**WORK TO BE COMPLETED**
Count the lines in the items below that contain the string "handle", treating uppercase and lowercase letters as distinct. Give only the number.

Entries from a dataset
* Begin *
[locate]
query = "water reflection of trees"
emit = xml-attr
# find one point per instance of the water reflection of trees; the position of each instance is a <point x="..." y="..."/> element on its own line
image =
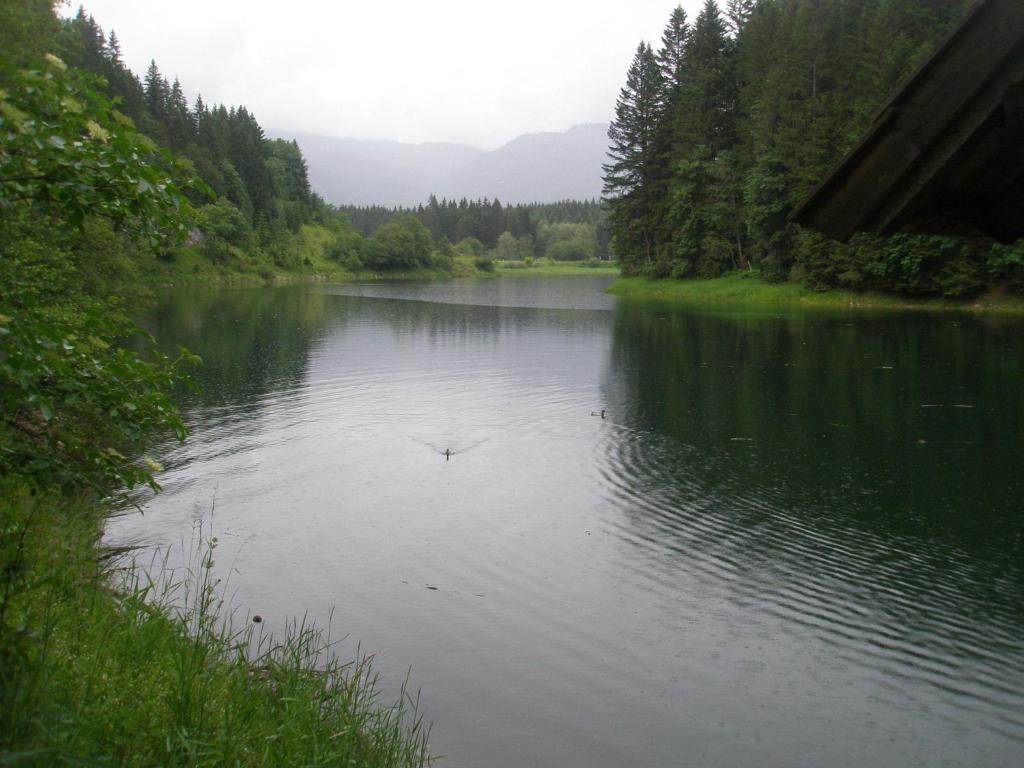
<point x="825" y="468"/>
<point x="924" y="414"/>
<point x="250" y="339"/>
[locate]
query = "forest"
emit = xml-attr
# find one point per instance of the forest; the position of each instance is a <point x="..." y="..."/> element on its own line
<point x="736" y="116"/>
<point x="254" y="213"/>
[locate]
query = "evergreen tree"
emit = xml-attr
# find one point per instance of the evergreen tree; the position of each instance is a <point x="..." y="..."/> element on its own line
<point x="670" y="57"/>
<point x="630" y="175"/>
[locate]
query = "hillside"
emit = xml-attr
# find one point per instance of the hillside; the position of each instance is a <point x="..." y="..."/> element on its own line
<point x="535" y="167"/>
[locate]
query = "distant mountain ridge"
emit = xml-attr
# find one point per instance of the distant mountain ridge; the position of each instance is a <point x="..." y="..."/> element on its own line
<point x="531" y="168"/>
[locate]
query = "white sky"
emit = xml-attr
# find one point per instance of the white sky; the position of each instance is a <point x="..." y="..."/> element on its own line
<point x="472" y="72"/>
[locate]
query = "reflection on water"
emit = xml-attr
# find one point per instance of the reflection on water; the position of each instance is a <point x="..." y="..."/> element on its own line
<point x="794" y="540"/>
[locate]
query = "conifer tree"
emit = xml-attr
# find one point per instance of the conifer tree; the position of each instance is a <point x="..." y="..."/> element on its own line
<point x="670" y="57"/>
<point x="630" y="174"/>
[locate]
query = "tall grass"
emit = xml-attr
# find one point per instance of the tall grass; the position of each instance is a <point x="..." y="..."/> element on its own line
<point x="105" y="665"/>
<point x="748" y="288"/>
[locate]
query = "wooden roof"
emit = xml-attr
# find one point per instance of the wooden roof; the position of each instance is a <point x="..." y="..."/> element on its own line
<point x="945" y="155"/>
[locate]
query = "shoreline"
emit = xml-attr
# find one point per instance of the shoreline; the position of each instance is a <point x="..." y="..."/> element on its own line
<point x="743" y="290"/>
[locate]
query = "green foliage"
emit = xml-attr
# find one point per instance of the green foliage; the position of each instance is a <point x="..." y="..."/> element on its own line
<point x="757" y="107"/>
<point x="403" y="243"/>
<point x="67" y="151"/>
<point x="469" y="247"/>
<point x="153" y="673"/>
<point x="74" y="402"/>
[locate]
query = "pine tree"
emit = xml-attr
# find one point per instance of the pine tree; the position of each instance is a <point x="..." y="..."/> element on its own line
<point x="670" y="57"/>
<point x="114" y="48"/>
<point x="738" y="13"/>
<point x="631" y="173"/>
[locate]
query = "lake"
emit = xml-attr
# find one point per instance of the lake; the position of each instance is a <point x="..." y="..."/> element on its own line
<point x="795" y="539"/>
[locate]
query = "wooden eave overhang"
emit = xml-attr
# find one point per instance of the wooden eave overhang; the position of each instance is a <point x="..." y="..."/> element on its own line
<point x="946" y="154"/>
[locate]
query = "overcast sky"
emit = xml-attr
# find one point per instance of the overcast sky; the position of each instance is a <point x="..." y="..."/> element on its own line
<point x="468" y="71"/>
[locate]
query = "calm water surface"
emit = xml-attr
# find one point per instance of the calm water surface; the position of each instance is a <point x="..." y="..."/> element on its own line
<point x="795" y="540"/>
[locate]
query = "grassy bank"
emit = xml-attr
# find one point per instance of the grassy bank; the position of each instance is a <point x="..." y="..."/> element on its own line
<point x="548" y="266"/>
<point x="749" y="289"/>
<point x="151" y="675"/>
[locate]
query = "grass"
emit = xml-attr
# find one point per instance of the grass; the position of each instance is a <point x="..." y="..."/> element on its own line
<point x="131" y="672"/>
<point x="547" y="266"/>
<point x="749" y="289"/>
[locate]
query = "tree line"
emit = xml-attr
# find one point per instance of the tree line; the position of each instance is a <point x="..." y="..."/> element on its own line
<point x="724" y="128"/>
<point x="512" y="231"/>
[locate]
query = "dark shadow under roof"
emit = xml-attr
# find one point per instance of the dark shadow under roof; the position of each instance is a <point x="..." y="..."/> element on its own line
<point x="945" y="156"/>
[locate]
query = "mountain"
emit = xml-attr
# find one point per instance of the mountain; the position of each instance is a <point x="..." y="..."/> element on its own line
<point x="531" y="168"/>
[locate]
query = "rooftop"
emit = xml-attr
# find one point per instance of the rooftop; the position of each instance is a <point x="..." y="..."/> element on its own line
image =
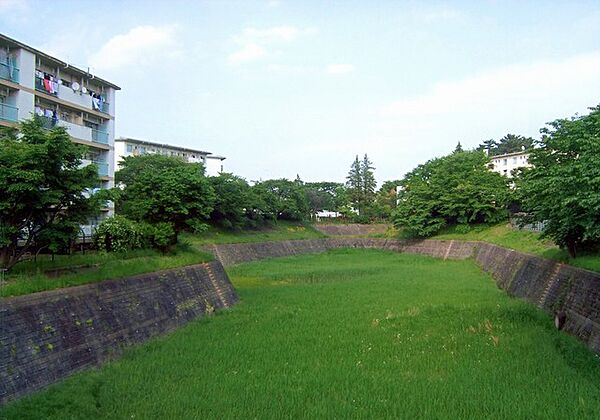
* End *
* Begin *
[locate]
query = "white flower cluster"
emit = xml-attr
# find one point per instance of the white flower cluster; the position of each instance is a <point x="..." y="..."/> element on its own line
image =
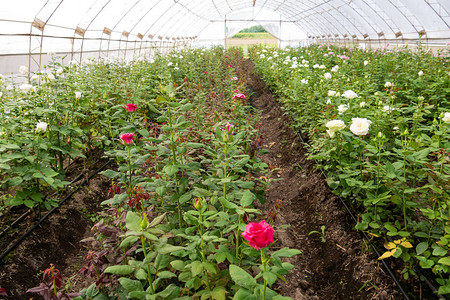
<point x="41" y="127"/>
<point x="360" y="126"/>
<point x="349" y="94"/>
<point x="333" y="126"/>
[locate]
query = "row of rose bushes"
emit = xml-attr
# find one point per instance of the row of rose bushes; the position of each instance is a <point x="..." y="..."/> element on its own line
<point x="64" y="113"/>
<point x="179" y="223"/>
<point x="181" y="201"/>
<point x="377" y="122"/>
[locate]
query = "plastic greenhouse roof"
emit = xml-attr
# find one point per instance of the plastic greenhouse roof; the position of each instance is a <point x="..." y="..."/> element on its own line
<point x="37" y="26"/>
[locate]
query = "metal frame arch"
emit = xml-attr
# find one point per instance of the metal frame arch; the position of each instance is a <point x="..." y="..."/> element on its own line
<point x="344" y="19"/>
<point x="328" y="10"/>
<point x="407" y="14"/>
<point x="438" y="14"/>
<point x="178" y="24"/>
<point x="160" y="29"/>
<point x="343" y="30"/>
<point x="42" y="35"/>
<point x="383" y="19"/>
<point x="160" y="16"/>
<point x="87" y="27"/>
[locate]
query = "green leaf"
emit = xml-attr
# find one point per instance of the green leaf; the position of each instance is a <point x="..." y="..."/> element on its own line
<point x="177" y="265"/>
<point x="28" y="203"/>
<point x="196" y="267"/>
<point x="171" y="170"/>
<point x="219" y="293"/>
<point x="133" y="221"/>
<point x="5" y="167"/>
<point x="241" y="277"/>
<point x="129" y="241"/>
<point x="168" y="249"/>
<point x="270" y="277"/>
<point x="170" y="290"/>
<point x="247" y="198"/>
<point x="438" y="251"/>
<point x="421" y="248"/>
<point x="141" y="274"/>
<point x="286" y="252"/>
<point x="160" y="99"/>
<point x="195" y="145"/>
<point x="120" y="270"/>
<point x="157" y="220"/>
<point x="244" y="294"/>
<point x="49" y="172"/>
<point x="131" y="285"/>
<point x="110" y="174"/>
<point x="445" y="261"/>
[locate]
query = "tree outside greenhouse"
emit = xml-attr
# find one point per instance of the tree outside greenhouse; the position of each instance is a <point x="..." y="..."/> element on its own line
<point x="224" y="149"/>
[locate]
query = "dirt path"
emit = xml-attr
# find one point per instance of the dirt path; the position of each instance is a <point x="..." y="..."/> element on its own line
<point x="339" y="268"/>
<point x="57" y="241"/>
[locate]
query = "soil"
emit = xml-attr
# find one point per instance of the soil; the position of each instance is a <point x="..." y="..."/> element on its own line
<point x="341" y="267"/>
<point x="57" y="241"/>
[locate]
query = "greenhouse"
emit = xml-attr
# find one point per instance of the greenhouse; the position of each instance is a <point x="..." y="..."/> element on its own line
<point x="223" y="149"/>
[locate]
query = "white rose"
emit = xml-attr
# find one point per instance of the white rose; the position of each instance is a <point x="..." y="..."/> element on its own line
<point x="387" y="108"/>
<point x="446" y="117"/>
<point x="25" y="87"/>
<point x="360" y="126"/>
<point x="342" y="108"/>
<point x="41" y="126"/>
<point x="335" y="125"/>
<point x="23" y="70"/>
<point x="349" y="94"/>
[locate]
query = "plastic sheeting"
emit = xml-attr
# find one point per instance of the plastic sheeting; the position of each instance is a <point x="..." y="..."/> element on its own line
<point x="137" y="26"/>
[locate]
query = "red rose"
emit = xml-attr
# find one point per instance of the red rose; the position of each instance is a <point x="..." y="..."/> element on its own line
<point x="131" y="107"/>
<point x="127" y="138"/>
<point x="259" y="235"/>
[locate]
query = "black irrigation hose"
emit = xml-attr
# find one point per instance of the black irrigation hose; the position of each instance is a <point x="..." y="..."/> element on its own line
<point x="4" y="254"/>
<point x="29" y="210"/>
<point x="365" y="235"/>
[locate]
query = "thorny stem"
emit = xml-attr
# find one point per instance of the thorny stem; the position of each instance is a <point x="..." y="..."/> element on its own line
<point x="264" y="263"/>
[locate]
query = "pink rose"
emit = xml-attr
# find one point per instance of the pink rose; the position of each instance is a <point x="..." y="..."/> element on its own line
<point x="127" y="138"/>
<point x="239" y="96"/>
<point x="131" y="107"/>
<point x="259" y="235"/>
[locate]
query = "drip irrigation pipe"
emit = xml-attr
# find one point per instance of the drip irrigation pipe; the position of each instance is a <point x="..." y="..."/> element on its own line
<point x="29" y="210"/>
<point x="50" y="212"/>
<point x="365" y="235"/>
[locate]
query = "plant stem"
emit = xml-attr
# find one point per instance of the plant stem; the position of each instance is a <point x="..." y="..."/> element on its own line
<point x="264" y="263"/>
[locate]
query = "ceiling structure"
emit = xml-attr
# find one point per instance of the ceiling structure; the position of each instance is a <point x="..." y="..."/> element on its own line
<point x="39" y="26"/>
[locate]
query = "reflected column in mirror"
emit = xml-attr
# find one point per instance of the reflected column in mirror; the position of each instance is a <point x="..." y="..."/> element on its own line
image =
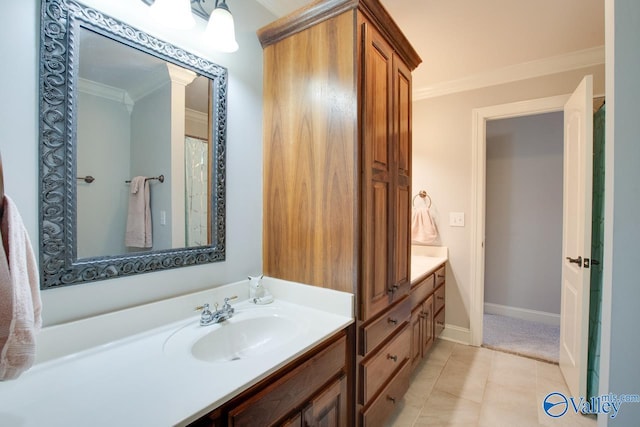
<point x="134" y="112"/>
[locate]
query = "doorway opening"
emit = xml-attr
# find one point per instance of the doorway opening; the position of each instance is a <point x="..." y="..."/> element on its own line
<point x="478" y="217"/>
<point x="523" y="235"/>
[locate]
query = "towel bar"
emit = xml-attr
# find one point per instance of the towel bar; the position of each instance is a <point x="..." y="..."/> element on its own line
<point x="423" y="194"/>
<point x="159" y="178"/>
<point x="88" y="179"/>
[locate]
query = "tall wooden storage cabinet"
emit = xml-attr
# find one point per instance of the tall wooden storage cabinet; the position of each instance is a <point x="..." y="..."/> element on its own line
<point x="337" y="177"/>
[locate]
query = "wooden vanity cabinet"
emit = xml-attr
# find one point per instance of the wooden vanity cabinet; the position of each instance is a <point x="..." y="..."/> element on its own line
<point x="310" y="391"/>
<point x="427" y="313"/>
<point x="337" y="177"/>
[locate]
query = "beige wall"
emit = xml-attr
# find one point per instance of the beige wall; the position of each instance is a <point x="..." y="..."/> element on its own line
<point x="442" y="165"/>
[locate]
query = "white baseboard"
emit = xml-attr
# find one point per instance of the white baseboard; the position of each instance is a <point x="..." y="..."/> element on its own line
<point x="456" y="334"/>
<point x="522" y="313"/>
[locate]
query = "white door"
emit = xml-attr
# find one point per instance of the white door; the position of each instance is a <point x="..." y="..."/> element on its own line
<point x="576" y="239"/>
* End *
* Begin *
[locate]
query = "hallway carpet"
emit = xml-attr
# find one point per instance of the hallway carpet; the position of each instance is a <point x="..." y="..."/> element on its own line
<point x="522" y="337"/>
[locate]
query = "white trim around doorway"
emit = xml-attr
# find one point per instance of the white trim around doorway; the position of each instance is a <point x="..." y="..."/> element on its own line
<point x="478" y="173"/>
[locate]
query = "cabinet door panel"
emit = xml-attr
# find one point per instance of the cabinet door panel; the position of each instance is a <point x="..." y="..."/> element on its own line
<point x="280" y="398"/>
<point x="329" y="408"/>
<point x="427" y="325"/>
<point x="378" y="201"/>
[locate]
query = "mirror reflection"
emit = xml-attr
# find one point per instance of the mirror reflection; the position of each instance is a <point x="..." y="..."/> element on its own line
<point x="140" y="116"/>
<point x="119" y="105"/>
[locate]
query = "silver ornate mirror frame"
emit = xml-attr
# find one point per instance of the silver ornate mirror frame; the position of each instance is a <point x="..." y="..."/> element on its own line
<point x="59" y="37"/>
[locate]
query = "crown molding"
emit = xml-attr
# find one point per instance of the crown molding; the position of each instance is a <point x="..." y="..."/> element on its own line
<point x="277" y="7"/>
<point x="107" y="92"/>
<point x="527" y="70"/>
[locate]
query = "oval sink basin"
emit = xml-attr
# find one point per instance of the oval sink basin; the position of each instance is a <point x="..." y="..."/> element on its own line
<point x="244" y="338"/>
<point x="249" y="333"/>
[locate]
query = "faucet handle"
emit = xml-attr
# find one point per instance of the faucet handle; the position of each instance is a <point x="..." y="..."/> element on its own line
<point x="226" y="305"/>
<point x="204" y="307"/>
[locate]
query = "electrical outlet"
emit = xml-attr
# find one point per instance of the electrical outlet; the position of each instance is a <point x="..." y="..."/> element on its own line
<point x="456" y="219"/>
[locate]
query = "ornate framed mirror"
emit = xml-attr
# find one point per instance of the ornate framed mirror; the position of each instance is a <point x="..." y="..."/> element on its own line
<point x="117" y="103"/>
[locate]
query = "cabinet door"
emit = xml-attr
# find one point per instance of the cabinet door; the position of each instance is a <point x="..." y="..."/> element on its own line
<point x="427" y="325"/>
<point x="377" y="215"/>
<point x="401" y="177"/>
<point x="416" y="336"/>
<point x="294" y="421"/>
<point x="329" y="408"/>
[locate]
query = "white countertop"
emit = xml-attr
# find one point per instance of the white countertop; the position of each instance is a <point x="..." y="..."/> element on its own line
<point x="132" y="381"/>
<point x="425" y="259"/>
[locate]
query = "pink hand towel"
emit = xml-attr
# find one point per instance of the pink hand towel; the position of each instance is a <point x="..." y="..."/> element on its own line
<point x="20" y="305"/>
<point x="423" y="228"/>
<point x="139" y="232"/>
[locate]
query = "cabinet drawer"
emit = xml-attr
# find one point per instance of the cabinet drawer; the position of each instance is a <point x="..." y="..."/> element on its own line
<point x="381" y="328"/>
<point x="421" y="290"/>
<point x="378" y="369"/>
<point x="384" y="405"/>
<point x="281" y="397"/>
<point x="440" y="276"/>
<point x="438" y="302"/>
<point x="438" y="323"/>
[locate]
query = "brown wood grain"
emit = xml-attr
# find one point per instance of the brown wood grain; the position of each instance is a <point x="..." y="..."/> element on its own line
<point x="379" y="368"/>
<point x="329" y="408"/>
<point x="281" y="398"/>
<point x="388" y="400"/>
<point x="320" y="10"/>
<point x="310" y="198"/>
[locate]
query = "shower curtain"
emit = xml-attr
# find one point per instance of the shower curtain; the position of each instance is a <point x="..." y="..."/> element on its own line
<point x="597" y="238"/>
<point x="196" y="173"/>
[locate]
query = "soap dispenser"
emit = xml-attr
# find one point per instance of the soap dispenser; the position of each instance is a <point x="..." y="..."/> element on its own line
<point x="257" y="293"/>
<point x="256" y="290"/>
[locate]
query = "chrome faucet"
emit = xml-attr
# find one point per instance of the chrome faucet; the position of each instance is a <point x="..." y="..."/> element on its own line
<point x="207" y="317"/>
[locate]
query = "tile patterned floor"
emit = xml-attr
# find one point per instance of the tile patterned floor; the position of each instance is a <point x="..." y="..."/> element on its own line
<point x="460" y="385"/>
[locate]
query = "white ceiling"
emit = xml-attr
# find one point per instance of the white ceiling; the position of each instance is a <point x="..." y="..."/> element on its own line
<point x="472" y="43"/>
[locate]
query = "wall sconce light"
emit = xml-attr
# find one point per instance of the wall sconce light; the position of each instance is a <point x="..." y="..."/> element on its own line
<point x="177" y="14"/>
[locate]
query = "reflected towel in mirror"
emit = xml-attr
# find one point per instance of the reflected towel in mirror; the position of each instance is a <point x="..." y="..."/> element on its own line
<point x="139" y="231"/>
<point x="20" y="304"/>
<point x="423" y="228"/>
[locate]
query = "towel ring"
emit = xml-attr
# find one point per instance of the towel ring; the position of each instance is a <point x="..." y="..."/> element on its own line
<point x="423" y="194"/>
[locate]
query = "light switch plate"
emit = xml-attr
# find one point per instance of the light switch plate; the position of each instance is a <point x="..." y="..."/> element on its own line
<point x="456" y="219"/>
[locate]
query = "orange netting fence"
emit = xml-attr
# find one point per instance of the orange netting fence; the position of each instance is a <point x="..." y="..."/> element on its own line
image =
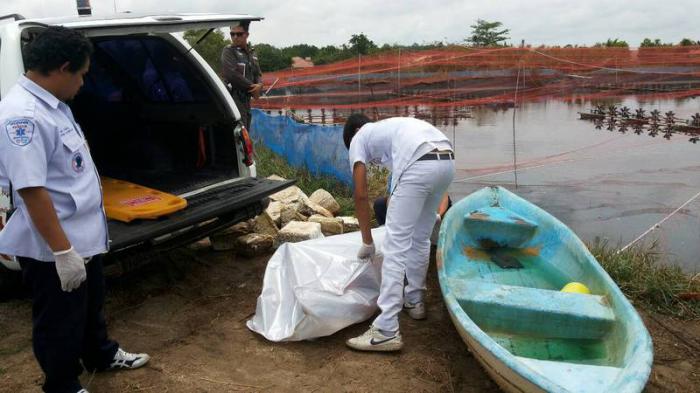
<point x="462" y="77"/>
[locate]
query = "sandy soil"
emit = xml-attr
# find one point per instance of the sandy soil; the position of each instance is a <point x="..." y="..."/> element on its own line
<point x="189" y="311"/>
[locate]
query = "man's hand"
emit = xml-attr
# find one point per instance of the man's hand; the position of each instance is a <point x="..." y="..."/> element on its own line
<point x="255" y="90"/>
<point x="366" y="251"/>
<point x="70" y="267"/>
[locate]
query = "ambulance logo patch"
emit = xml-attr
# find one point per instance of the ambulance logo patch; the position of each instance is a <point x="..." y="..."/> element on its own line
* End *
**TASK RESULT**
2